Work required ::
Starting with the line that contains "of the herringbone", reproduce each line through the end of the listing below, with no other output.

++++++++++++++++++++

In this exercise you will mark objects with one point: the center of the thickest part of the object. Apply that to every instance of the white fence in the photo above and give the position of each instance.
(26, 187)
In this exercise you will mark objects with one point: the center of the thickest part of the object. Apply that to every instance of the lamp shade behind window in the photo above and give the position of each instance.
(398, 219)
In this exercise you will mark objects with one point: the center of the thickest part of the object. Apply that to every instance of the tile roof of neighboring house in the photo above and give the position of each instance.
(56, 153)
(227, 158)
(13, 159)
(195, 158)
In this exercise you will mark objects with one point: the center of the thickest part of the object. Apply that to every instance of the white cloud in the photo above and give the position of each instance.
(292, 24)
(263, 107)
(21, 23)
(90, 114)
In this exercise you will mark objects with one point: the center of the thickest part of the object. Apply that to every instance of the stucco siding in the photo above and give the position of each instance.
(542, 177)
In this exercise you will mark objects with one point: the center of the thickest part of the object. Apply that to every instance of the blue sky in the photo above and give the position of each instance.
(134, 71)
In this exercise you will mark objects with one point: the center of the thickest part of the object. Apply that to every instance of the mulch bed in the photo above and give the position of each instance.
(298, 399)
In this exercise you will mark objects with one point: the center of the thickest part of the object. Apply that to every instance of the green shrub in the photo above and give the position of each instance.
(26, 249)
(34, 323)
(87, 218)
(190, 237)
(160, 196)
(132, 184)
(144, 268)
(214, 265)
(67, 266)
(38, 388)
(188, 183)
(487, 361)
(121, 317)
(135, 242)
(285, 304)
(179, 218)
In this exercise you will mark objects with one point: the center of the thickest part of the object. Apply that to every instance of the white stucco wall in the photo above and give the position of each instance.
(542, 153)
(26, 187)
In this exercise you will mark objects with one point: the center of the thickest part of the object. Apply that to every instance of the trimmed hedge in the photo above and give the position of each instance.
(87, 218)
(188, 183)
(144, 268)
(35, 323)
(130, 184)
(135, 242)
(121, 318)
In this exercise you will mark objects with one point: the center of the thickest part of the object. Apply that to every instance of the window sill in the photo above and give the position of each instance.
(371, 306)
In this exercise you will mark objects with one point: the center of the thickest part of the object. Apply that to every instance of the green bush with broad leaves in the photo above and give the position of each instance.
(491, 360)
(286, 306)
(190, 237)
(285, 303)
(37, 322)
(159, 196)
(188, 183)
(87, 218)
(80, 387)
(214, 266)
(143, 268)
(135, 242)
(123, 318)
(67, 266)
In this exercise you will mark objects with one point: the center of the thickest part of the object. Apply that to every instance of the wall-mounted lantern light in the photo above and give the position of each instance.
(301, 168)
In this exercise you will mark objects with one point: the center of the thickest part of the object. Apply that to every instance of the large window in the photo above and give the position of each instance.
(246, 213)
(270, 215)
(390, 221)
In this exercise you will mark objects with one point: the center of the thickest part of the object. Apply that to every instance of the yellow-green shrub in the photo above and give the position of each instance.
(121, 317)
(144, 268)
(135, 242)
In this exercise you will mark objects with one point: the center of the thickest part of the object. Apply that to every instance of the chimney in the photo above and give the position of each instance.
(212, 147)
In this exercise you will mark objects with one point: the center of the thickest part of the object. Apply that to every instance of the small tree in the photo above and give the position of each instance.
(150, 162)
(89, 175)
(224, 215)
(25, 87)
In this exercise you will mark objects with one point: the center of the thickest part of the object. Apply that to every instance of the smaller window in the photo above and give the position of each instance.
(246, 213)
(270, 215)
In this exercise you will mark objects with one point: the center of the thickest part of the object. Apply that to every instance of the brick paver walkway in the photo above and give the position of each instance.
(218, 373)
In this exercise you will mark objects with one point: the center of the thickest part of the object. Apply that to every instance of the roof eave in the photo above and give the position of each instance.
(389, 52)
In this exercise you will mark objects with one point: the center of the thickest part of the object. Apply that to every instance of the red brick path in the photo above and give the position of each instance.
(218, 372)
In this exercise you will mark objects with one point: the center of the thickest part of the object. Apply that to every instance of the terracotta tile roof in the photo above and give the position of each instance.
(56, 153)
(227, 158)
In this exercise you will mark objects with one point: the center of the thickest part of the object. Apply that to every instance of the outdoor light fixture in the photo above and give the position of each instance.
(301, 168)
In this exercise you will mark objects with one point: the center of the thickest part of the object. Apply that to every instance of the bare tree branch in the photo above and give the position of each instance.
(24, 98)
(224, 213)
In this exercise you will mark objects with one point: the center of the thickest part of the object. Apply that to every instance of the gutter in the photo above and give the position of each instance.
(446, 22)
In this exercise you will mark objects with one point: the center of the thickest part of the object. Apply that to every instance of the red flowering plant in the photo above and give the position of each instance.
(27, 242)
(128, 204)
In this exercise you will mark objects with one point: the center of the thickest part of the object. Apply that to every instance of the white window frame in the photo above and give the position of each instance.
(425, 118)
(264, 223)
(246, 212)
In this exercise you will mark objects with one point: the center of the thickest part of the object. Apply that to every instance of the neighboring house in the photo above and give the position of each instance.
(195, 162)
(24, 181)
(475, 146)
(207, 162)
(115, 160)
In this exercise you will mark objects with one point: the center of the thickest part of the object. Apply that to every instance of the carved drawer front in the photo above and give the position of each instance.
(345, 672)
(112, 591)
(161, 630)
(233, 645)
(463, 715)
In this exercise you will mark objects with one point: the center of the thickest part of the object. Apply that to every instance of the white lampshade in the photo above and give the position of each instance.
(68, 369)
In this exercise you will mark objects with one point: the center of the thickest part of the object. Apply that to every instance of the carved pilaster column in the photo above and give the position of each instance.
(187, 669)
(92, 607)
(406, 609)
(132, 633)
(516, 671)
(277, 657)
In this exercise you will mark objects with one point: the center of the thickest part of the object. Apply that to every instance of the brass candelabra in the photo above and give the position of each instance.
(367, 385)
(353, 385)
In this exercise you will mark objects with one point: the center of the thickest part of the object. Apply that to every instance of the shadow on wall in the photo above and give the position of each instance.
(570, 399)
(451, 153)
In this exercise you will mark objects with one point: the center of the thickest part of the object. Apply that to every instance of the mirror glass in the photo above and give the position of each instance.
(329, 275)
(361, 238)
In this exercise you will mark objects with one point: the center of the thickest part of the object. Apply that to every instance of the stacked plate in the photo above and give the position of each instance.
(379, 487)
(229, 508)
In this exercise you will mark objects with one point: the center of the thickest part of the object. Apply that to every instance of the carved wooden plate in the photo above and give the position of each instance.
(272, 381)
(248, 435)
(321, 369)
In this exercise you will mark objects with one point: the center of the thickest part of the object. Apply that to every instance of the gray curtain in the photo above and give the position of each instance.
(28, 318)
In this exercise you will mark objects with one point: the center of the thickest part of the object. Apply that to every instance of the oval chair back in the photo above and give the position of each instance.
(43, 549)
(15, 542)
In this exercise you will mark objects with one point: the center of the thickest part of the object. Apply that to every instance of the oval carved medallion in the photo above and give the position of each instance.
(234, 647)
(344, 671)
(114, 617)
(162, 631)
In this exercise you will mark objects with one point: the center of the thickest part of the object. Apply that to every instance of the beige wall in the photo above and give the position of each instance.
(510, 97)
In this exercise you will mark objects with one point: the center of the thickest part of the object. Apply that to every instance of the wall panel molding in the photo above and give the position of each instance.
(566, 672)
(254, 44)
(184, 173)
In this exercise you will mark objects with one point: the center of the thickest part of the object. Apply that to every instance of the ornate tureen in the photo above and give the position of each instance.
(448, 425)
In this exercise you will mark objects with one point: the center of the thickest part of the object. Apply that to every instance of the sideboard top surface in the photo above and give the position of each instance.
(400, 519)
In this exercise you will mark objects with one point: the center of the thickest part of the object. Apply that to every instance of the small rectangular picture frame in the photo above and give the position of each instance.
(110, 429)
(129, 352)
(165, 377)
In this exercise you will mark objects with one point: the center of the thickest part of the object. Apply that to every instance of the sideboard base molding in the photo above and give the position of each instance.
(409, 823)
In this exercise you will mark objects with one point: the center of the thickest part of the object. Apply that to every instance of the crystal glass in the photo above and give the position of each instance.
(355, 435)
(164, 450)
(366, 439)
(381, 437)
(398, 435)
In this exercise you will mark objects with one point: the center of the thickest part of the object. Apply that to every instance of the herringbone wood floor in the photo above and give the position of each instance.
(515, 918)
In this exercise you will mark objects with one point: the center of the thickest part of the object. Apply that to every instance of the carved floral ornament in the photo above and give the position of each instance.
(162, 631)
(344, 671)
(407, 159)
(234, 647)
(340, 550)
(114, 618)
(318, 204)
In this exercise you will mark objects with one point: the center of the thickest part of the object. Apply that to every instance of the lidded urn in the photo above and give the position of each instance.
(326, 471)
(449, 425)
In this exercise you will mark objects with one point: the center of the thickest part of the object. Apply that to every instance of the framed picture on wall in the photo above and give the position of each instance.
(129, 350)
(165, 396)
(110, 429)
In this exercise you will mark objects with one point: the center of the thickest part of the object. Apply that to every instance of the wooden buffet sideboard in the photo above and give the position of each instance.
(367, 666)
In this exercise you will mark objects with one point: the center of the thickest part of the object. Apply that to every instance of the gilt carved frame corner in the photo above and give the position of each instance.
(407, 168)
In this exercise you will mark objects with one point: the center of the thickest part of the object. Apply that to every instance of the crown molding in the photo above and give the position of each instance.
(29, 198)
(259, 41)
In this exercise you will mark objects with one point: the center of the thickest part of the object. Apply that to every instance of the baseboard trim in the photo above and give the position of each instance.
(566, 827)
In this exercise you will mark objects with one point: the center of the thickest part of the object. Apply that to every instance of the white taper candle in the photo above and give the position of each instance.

++++++++++++++++++++

The reply ::
In this exercise you will mark objects with one point: the center of the thickest part of the object. Apply that to every instance of the herringbone wood floor in the photo above and give the position of each instance.
(515, 918)
In this exercise you will mark objects with one point: the center of the thickest part of the object. Apply that to every instance of the carved floral ornament in the photo above and give the position of each instance.
(162, 631)
(344, 671)
(407, 159)
(234, 647)
(340, 550)
(114, 618)
(318, 204)
In this exercise you will mark objects with one point: the center of the thickest part of the object. Apply that to every instance of the lidded urn in the photo above and give the position of each instance.
(326, 471)
(449, 425)
In this exercise you will mark objects with one point: the center of the thickest part of the object. Apply that to every instance of the framed picture on wall in the photo above and give the position of each instance.
(129, 350)
(165, 396)
(110, 429)
In this exercise you will mark objects with one point: the center of the thickest part of the object. Apply that to every instance of the wooden buffet sideboard in the photo above and give the position of each instance.
(367, 666)
In this exercise you will mark objects with one point: the center of the thickest part of the object. Apply that to every instance of the gilt carved frame corner in the photo above and give the position of each instance.
(407, 168)
In this exercise you will mark objects with one point: the center of the thickest part of the object. Apply that to every instance of the crown molding in the photo above and give the position of each instance.
(29, 198)
(259, 41)
In this exercise you will mark objects with one point: the center of the thickest part of the object. Apply that to every instance of the baseboard trim in the photo above and give the position of each instance.
(566, 827)
In this exercise you will mark objects with one point: the center of the thickest part of the object. Apply that to every instance of the white taper candle in the photo above and give the position of each instance.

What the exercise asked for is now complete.